Pull every line that includes the word "roof" out of the data below and copy it.

▶ **Material provided**
# # # # # # #

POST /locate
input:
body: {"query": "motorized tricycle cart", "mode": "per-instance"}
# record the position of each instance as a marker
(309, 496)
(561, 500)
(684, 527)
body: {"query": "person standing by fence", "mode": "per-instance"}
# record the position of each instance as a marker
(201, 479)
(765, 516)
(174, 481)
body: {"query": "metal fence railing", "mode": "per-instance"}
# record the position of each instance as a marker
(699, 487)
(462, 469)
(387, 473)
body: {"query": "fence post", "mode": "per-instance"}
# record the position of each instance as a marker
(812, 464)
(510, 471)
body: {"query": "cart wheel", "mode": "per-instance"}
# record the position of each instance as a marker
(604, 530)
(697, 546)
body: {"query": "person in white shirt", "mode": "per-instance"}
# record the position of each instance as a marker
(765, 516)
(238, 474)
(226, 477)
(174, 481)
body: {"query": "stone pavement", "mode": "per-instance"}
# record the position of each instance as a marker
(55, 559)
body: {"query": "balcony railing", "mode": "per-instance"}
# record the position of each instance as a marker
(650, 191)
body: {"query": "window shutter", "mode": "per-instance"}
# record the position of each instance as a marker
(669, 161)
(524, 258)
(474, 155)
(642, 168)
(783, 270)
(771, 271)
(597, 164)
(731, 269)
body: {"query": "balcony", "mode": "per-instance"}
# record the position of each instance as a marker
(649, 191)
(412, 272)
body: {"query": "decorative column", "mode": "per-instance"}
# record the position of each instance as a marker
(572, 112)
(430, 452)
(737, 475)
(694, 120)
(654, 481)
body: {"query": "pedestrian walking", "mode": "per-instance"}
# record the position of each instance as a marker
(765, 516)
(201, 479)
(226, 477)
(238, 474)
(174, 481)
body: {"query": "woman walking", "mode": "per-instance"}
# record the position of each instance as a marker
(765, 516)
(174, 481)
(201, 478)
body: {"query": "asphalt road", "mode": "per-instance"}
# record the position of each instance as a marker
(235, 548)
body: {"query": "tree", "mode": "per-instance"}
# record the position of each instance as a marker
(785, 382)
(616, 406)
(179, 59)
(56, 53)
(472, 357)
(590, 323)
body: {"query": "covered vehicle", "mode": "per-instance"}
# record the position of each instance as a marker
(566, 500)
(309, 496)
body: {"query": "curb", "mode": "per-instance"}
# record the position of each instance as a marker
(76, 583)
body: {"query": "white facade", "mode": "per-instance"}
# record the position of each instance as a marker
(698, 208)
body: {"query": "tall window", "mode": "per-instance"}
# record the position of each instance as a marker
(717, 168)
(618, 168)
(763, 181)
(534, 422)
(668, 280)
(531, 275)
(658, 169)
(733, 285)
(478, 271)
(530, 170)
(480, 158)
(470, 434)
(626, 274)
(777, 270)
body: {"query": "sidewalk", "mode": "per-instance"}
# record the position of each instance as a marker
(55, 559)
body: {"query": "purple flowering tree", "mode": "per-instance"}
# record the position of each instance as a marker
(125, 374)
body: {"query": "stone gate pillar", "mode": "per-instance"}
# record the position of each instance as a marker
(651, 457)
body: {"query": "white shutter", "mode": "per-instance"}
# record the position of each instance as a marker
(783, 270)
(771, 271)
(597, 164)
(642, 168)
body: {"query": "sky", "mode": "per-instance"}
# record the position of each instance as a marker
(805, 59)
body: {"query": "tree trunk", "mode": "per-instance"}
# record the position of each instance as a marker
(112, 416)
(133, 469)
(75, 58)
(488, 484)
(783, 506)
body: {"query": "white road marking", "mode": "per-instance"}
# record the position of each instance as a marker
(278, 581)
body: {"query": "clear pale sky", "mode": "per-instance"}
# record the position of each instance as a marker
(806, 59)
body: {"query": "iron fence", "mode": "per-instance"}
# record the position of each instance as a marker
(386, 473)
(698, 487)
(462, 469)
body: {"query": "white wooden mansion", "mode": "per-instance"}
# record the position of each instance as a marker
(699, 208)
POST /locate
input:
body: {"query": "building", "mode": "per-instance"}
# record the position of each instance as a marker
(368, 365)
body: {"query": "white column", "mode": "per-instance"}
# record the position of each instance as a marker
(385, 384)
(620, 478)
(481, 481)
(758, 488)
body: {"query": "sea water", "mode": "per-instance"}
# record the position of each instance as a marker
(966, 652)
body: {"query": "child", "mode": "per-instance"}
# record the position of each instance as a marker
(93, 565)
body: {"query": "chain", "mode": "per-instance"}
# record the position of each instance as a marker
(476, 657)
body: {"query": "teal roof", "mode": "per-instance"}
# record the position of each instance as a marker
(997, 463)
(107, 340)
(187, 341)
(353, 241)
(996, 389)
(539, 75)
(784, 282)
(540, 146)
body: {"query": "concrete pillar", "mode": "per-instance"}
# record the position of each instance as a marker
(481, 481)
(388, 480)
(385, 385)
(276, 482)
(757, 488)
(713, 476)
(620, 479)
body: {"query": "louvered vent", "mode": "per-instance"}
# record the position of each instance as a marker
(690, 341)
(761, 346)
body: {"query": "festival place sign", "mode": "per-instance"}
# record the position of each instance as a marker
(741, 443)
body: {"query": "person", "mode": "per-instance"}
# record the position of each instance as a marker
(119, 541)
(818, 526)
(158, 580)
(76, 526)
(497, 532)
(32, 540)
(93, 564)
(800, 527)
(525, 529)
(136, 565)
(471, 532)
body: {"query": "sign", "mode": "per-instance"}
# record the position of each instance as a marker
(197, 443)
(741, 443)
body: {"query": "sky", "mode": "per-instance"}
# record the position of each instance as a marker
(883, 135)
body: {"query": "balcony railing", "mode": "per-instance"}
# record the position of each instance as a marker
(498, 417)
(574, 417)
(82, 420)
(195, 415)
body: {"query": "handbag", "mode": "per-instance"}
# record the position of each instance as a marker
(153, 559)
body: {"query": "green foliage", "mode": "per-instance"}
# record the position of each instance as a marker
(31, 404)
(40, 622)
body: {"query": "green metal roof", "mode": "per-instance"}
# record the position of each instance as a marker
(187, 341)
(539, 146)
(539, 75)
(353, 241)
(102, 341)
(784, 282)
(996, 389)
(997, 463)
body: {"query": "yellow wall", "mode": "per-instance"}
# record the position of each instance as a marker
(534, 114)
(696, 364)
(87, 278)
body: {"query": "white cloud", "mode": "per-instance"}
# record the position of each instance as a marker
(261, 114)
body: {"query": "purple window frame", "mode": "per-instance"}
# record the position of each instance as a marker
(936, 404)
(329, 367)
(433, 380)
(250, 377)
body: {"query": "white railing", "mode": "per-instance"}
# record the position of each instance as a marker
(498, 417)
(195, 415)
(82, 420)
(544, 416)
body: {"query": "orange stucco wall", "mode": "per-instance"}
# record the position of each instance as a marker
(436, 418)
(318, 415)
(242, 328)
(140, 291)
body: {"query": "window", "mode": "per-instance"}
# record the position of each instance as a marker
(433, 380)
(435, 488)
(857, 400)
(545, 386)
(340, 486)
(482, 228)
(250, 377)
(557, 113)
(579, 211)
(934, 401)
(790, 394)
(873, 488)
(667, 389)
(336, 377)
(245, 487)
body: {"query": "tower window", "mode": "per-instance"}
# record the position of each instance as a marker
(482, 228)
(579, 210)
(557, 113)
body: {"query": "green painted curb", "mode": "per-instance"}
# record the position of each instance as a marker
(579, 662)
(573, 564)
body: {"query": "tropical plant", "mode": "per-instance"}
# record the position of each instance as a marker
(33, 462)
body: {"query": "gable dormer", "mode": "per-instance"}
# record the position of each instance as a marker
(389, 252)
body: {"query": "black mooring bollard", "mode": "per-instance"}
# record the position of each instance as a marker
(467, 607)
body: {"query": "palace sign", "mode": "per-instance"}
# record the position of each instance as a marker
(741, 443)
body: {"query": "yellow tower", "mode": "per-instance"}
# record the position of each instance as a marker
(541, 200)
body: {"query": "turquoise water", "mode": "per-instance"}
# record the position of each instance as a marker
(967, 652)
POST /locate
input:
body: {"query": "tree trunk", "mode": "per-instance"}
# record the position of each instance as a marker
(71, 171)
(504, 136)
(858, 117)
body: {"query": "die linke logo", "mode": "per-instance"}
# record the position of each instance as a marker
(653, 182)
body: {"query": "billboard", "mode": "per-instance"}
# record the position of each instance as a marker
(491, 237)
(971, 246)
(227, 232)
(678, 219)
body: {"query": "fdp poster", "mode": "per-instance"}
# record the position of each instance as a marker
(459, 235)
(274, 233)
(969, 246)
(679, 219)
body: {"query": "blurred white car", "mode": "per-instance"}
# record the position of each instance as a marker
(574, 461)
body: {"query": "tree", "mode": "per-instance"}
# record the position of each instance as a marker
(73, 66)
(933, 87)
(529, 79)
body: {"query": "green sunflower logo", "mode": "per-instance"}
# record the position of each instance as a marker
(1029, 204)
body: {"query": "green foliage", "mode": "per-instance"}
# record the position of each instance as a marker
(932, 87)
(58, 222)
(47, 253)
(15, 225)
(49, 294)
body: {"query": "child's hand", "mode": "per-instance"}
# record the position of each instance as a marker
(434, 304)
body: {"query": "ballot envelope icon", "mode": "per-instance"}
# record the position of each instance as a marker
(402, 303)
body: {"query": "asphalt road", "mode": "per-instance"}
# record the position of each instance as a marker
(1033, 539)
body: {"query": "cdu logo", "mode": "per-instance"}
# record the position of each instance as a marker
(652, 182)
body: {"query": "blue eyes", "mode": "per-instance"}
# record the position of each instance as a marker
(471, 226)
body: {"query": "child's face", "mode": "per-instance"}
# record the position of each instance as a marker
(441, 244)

# # # # # # #

▶ **Reply to the exercise**
body: {"query": "teal roof", "mode": "per-instance"}
body: {"query": "green metal roof", "mode": "per-instance"}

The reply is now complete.